→ **TEXT**
++++
Only when the file is already there, then we can mark it as committed. We say this transaction is now committed. We send it to our query worker. As soon as query worker touches our hot storage tier, that file is there. We have big writes go to S3. S3 is also our durability layer, which is awesome. Our reads go to SSD, which gives us low latency, high IOPS, all the good stuff. Small reads are not a problem. We also get high space utilization because we size our hot storage tier based on the storage needs, not based on the compute needs. We get some compute from AWS because that’s how you buy it. It’s a minor part of the puzzle here.
If you think about it, our hot storage tier is essentially a cache. It just caches what is in S3. The biggest challenge in this cache is that your miss, if you have a miss, then you have to go to S3. Our hot storage, one IOP latency is about hundreds of microseconds. Your cache miss to S3 could be hundreds of milliseconds. That’s three orders of magnitude slower. If you have a cache where your cache miss is 100,000 times slower, you get a very unstable system. What we did is we went through and enumerated all the reasons why you can have a cache miss in this kind of system, and we fixed all of them. We’ll go through them one by one.
First problem is you can have a cached cold miss. Cold miss is that you have cache access for a file that the cache doesn’t know about. It’s the first time it’s heard about that file. To fix that, we mentioned this before, where after we write a file to S3, we don’t consider that file as committed before we prefetch the file in hot storage. Only after the hot storage has the file, then we can say, now we can commit the file. Then we also have a secondary mechanism, catch-all, where we periodically list S3. If you find some file in S3 that we don’t have, we download it, just to be on the safe side. The second challenge is a capacity miss. That means we just don’t have enough capacity for the data we need to store in our cache. To fix that, we have autoscaling controller that we built that gives us some buffer.
++++
→ **RECORDED DATA**
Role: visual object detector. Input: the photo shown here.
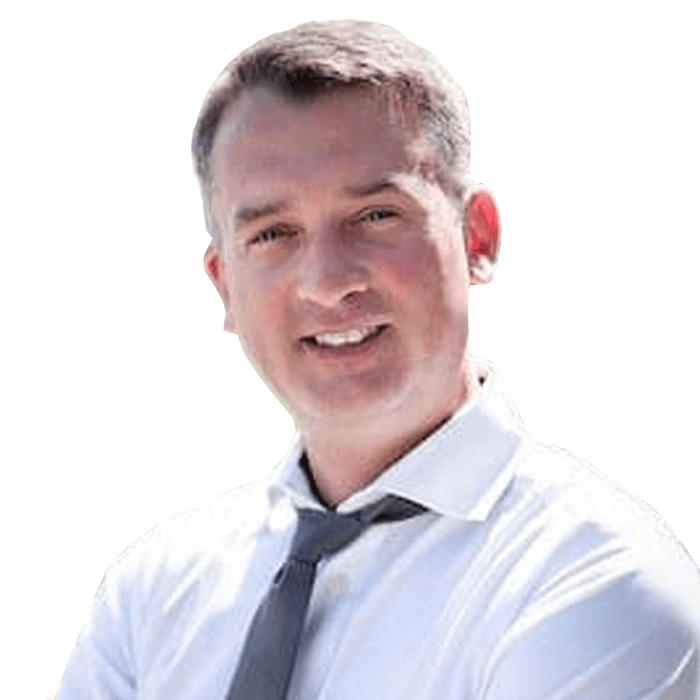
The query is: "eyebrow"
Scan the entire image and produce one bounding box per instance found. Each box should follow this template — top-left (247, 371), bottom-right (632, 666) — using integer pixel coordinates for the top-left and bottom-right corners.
++++
→ **WRITTEN PROBLEM A**
According to the text on the hot storage tier, what does the system do to prevent a capacity miss?
→ **WRITTEN PROBLEM B**
Reproduce the part of the text on the hot storage tier between "First problem is" and "us some buffer.", inclusive.

→ **WORKED ANSWER A**
It uses an autoscaling controller, built by the team, that gives some buffer.

→ **WORKED ANSWER B**
First problem is you can have a cached cold miss. Cold miss is that you have cache access for a file that the cache doesn’t know about. It’s the first time it’s heard about that file. To fix that, we mentioned this before, where after we write a file to S3, we don’t consider that file as committed before we prefetch the file in hot storage. Only after the hot storage has the file, then we can say, now we can commit the file. Then we also have a secondary mechanism, catch-all, where we periodically list S3. If you find some file in S3 that we don’t have, we download it, just to be on the safe side. The second challenge is a capacity miss. That means we just don’t have enough capacity for the data we need to store in our cache. To fix that, we have autoscaling controller that we built that gives us some buffer.